- _Goal of the exercise_
Below is a listing from which only part is wanted; return exactly the lines from the one with "positive clicks: (254, 104) (316, 130)" up to and including the one with "positive clicks: (241, 240)".

- _Extracted entries_
________________
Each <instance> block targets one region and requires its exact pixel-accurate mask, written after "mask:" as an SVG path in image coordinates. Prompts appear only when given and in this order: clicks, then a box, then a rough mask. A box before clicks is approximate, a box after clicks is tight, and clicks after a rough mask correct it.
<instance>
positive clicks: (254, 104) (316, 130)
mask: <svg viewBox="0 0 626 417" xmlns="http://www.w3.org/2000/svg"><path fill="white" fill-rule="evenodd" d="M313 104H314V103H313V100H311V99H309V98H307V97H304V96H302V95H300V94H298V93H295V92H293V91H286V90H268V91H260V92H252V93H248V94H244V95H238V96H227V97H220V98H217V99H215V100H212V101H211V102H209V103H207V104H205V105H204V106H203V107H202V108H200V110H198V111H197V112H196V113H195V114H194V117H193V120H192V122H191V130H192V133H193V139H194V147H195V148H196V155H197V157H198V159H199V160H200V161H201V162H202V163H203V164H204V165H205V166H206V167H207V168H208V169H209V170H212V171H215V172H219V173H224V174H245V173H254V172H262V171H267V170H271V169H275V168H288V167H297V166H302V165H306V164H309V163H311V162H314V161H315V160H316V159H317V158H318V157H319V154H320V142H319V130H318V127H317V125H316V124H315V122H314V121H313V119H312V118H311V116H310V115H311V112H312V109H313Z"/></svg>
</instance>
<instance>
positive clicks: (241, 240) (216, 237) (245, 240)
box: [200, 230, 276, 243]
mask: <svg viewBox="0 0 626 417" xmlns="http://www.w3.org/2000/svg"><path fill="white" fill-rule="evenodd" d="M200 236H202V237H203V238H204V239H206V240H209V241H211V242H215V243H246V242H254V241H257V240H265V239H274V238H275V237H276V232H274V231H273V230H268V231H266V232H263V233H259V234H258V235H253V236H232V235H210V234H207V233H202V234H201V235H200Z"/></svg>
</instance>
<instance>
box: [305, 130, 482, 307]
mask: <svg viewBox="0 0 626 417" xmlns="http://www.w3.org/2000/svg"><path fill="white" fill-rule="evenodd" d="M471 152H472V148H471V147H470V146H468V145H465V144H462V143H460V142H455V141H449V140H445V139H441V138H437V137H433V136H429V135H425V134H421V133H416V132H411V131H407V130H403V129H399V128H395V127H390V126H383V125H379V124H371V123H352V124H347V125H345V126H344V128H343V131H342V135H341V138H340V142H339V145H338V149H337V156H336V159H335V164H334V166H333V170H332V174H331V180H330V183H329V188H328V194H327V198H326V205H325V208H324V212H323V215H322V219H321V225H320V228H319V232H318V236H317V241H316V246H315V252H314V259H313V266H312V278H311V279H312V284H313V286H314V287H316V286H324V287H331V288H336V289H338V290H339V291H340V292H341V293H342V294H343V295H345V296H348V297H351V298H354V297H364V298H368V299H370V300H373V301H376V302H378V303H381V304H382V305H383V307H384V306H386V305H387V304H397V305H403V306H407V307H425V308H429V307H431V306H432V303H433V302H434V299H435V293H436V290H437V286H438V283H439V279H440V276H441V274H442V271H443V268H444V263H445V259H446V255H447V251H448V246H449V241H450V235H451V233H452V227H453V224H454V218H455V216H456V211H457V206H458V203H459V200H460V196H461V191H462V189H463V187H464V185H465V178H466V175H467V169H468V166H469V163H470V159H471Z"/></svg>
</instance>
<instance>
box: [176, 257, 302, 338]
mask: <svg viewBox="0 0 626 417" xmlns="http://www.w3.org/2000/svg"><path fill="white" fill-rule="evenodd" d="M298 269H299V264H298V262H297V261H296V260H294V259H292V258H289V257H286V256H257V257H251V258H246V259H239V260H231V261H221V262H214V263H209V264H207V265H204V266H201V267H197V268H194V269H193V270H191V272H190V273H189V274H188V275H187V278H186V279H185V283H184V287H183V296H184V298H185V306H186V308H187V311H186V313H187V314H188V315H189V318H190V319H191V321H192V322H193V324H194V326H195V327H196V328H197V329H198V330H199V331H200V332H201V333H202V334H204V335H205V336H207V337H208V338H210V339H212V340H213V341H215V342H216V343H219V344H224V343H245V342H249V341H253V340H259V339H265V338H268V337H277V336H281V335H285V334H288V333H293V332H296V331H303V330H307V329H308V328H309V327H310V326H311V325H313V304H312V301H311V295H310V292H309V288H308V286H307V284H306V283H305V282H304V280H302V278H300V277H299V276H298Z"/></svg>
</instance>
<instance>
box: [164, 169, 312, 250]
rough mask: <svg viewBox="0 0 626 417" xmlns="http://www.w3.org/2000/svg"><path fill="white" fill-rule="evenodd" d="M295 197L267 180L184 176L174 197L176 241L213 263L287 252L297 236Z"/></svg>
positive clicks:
________________
- _Expected answer_
positive clicks: (254, 104) (316, 130)
mask: <svg viewBox="0 0 626 417" xmlns="http://www.w3.org/2000/svg"><path fill="white" fill-rule="evenodd" d="M313 104H314V103H313V100H311V99H309V98H307V97H304V96H302V95H300V94H298V93H295V92H293V91H286V90H268V91H260V92H252V93H248V94H244V95H238V96H227V97H220V98H217V99H215V100H212V101H211V102H209V103H207V104H205V105H204V106H203V107H202V108H200V110H198V111H197V112H196V113H195V114H194V117H193V120H192V122H191V130H192V133H193V139H194V147H195V148H196V155H197V157H198V159H199V160H200V161H201V162H202V163H203V164H204V165H205V166H206V167H207V168H208V169H209V170H212V171H215V172H219V173H224V174H245V173H254V172H262V171H267V170H271V169H275V168H288V167H297V166H302V165H306V164H309V163H311V162H314V161H315V160H316V159H317V158H318V157H319V154H320V142H319V130H318V127H317V125H316V124H315V122H314V121H313V119H312V118H311V116H310V115H311V112H312V109H313Z"/></svg>
</instance>
<instance>
positive clicks: (241, 240) (216, 237) (245, 240)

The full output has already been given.